Location labeling records:

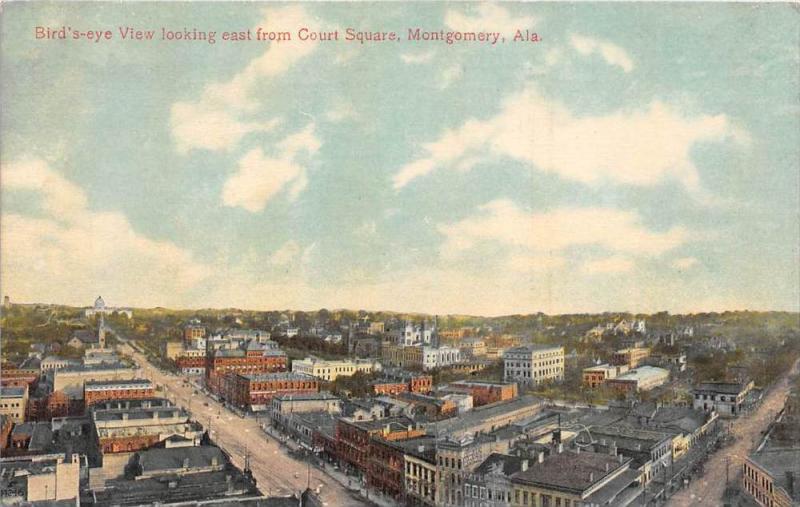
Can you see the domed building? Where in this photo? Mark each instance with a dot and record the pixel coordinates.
(100, 308)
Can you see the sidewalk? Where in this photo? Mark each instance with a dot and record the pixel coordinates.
(353, 484)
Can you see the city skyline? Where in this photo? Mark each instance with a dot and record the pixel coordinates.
(600, 169)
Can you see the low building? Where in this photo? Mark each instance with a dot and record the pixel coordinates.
(255, 392)
(330, 370)
(570, 478)
(51, 363)
(726, 398)
(631, 357)
(353, 438)
(490, 417)
(472, 347)
(484, 393)
(71, 379)
(489, 485)
(41, 480)
(420, 472)
(770, 477)
(534, 364)
(13, 403)
(131, 425)
(439, 357)
(322, 401)
(595, 376)
(643, 378)
(386, 462)
(104, 390)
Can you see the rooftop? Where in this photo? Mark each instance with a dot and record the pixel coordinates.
(571, 471)
(266, 377)
(179, 457)
(100, 384)
(12, 392)
(721, 387)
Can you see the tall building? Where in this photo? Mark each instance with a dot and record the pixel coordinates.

Task goal ▸ Update the entries above by changing every "photo" to "image" and leaving everything else as it is. Omit the pictures from your answer.

Problem solution ▸
Can you see the domed building? Where in this image? Mark each instance with a dot and record the pixel coordinates.
(100, 308)
Can you see the sidewalk? Where in this image? Mark each instance with a dot and record the pixel coordinates.
(353, 484)
Can you see the city skyline? Where in this image? Mark each instance with a dot and record the pixel coordinates.
(600, 169)
Can you see the low building? Where in this image? Mark each instance with a dot and record the pixel coordinates.
(255, 392)
(330, 370)
(570, 478)
(51, 363)
(726, 398)
(631, 357)
(353, 438)
(490, 417)
(472, 347)
(484, 393)
(71, 379)
(489, 485)
(41, 480)
(420, 472)
(770, 477)
(534, 364)
(13, 403)
(131, 425)
(439, 357)
(322, 401)
(595, 376)
(643, 378)
(386, 462)
(104, 390)
Can you see the rooftop? Where in this image? Mark each instance with a dot and record the pixel coordinates.
(571, 471)
(266, 377)
(179, 457)
(100, 384)
(12, 392)
(721, 387)
Can you see the tall building? Where in this image? Mark each instance with a dot and record the pixel coordinates.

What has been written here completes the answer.